**What you have to do:**
Would you copy out, exactly as written, each line from the one containing "Note: for every instance of the brick" to the end of the records below?

------ Records supplied ------

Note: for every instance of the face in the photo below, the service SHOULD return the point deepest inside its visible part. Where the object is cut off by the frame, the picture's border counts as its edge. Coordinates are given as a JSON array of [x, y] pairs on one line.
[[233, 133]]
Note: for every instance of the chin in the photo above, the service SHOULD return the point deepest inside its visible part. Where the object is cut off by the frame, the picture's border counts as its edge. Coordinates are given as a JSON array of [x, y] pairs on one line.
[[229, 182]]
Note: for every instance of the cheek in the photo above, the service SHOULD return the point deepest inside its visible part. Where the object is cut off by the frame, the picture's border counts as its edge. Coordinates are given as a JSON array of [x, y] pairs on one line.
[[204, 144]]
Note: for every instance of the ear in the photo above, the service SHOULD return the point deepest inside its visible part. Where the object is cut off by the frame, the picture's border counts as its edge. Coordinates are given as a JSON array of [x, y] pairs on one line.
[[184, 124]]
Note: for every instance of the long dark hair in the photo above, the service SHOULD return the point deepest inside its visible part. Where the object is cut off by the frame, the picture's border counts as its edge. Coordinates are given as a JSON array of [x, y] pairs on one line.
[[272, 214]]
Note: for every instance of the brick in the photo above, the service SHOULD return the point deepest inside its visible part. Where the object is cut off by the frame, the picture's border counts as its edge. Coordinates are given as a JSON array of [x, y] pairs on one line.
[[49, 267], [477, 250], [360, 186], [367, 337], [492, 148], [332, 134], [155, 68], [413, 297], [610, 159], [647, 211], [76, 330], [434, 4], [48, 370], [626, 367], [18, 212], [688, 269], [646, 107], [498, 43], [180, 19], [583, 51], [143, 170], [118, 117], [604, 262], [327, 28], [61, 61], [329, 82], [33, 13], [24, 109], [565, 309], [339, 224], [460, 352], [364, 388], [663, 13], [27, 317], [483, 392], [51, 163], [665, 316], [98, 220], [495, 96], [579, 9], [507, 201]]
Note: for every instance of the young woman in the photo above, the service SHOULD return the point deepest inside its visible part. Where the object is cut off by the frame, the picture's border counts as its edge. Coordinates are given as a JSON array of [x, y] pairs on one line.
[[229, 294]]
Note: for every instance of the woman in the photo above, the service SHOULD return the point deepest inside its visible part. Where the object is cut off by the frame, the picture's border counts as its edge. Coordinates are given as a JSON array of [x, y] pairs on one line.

------

**Your solution:**
Note: for every instance of the brick in the photo above, the service SHOULD return the point deepest inside its visible part. Where the object is cut off by the frame, the picture's border counts as its edge. Coordinates are given as a JSON array of [x, y] pairs on one line.
[[49, 267], [477, 250], [360, 186], [367, 337], [492, 148], [332, 134], [155, 68], [413, 297], [610, 159], [647, 211], [76, 330], [434, 4], [48, 370], [626, 367], [18, 212], [688, 269], [646, 107], [498, 43], [180, 19], [583, 51], [143, 170], [118, 117], [604, 262], [327, 28], [61, 61], [329, 82], [33, 13], [24, 109], [565, 309], [339, 224], [460, 352], [364, 388], [663, 13], [27, 317], [483, 392], [51, 163], [665, 316], [98, 220], [495, 96], [579, 9], [507, 201]]
Note: for every instance of the young woman in the photo above, the service SHOULD return the point deepest inside its visible part. Where the object is cut off by the frame, the picture's border counts as its edge. Coordinates are given as a JSON array of [x, y] pairs on one line.
[[229, 294]]
Note: for every instance of the woman in the photo above, the service SHOULD return the point deepest inside its visible part. Where the object is cut off by the frame, the picture's border counts as its edge. Coordinates are given as a JSON array of [x, y] pairs on one line.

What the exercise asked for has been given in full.